» **Extrait du texte**:
Les Libyens pouvaient choisir parmi 140 partis et 4 000 candidats pour élire une nouvelle Assemblée constituante de 200 députés. Cette assemblée se substituera au Conseil national de transition (CNT), à la tête du pays depuis la révolte contre Mouammar Kadhafi, tué en octobre 2011.

Reem Tombokti a attendu cette journée avec impatience. «Je ne sais pas pour qui je vais voter. Pour moi tout cela est très nouveau, nous ne connaissons pas la démocratie», avouait cette étudiante de 22 ans à la veille des élections. «Les gens sont très contents d'aller voter. Pour nous, c'est juste le début de la révolution»»».

Même si les Libyens ne connaissent ni le système électoral ni le nom de leurs candidats, ce scrutin hautement symbolique les enthousiasme. La population s'est inscrite massivement sur les listes électorales : sur les 3,4 millions de personnes en âge de voter,  2,850 millions y ont fait apposer leur nom .

«Les gens vont aller aux urnes parce qu'ils veulent un changement. Je ne suis pas déçue de ce qui s'est passé depuis les révoltes mais je ne suis pas encore satisfaite. Nous devons être patients»», raconte la jeune habitante de Tripoli qui parle parfaitement le français.

L'ONU intervient dans le processus électoral. Al Jazira, mai 2012.

Les islamistes en embuscade

Malgré l'offre électorale pléthorique, trois grandes forces politiques se détachent.

-Les modérés représentés par Mahmoud Jibril, ancien président du CNT et principal interlocuteur de Nicolas Sarkozy lors de la révolte. Même s'il n'est pas candidat, il dirige l'Alliance des forces nationales qui regroupent 58 partis politiques et 76 candidats indépendants.   

-Les islamistes du Parti de la justice et de la construction (PJC). La victoire des puissants Frères musulmans en Egypte, dont le PJC est issu, devrait favoriser le parti.

-Les islamistes d'Al-Watan de l'ex-chef militaire controversé de Tripoli Abdelhakim Belhaj, soupçonné d'avoir des liens avec Al Qaïda.

Contrairement à ce qu'on pourrait penser, la victoire potentielle des Frères musulmans n'effraie pas Reem : «Je ne suis pas d'accord avec eux. Mais s'ils gagnent ce sera par la volonté du peuple qui les aura choisis. C'est la première fois que celui-ci s'exprime. Si leur action politique ne nous convient pas, il faudra attendre les prochaines élections pour montrer notre mécontentement».

» **Détails de l'exercice**: Poursuivez, s'il vous plaît, le texte sur les élections en Libye à partir de sa dernière phrase.

» **Données extraites**:
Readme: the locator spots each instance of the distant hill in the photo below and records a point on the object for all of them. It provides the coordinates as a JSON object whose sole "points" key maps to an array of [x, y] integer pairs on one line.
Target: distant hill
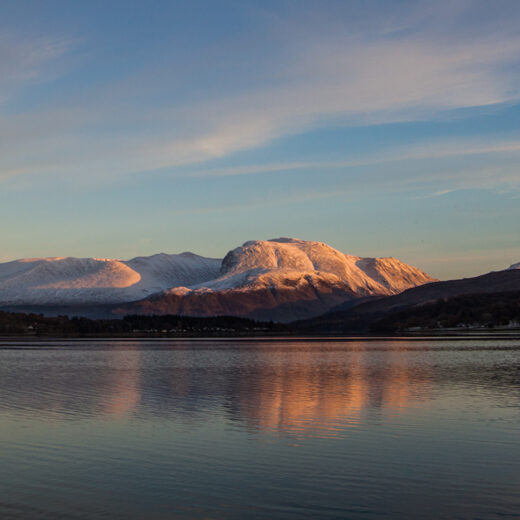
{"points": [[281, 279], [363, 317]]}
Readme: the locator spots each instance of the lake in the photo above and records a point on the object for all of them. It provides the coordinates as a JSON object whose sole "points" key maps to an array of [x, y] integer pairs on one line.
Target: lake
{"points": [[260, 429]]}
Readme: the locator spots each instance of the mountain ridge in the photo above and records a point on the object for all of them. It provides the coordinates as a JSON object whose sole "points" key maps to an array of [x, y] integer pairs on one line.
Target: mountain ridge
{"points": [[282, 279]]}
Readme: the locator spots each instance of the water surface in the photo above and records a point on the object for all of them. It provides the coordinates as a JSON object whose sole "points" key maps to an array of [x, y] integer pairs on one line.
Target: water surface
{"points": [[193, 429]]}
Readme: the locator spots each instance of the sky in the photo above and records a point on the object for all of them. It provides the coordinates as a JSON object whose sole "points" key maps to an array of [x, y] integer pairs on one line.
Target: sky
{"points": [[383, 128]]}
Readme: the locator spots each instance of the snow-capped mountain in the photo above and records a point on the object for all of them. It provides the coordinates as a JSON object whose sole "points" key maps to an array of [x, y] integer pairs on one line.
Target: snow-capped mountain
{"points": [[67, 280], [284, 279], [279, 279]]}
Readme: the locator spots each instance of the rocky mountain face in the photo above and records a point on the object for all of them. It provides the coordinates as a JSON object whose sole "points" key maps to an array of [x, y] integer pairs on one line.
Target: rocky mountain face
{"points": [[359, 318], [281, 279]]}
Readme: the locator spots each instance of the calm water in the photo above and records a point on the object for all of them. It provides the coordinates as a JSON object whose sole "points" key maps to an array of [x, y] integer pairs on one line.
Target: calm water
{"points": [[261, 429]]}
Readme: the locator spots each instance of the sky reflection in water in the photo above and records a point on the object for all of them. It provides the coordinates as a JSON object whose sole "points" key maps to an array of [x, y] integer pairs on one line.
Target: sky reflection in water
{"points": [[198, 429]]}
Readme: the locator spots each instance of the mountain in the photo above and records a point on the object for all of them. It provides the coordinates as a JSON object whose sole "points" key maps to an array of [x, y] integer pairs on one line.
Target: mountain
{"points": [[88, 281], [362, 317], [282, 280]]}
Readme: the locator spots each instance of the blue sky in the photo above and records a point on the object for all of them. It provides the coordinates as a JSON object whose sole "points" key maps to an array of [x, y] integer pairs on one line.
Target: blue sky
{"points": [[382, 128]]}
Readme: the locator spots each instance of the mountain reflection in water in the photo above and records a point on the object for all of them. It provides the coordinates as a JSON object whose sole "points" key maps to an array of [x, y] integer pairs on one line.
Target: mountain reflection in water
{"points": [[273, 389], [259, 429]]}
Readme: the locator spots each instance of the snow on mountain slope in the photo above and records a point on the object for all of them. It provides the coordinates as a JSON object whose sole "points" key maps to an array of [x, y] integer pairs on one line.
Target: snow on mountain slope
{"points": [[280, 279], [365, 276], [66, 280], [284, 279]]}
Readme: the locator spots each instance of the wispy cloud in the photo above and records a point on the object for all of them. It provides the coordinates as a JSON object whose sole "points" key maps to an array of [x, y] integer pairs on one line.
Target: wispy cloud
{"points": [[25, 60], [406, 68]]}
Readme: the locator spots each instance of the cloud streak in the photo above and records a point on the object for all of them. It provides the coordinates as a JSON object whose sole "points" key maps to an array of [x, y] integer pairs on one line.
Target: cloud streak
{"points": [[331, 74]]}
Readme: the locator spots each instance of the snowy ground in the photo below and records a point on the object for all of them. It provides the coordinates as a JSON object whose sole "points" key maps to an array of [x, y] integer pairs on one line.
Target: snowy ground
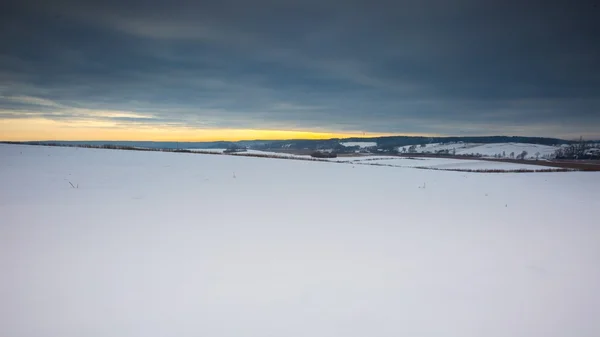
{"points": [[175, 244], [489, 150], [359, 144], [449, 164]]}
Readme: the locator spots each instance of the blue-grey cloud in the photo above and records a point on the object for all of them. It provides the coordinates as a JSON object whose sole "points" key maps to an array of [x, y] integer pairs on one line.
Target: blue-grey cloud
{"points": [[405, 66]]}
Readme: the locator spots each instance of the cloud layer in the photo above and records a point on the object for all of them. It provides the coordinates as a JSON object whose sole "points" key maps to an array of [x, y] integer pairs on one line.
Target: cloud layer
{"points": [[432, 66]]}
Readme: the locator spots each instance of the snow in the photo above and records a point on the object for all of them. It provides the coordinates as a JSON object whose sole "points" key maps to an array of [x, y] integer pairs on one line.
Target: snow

» **Résultat ci-dessous**:
Le CNT décrédibilisé

Les membres du CNT (composé entre autres par des repentis de l'ère Kadhafi et des militaires), dont les candidats sont représentés dans tout l'échiquier politique, auront du mal à s'imposer. Leur légitimité et popularité s'érodent, leur recours aux vieilles pratiques les éloigne de plus en plus de la population.  

Les défenseurs des droits de l'homme dénoncent des exactions et il est avéré que les services de surveillance continuent à tourner à plein régime avec les méthodes de l'ère Kadhafi, notamment par le biais d'écoutes téléphoniques. Leur proximité avec l'OTAN, les Etats-Unis et la France est aussi fortement critiquée. Le CNT s'est révélé incapable de gérer le pays. Un état mafieux se met en place, les trafics illicites de toutes sortes fleurissent, notamment à la frontière avec le Tchad et le Niger. Par ailleurs, des milices imposent leur loi dans tout le territoire.

"Tout reste à faire"

Pour l'étudiante parfaitement francophone, le désordre dans lequel est plongé la Libye est symptomatique des changements en cours : «C'est le problème de vivre pendant plus de quarante ans dans une dictature. Kadhafi n'est plus là et maintenant tout le monde à quelque chose à dire, à revendiquer. Nous apprenons à nous découvrir nous-mêmes».

L'état actuel du pays semble bien loin du quotidien de Reem.«Pendant la révolution, c'était très dangereux pour les femmes d'être dehors. Mes frères ont manifesté, mais moi je n'ai pas pu. Aujourd'hui, je vais à l'université seule et je rentre seule. Je prends les transports en commun et je peux m'exprimer. Je peux dire ce que je pense sans avoir peur». Et d'ajouter: «Je suis très optimiste, la Libye pourra prendre maintenant la place qu'elle mérite au sein du monde arabe. Mais tout reste à faire. Je veux que l'éducation, la sécurité et la liberté soient au cœur des préoccupations du nouveau pouvoir. Ces élections sont un hommage aux milliers de morts de la révolution».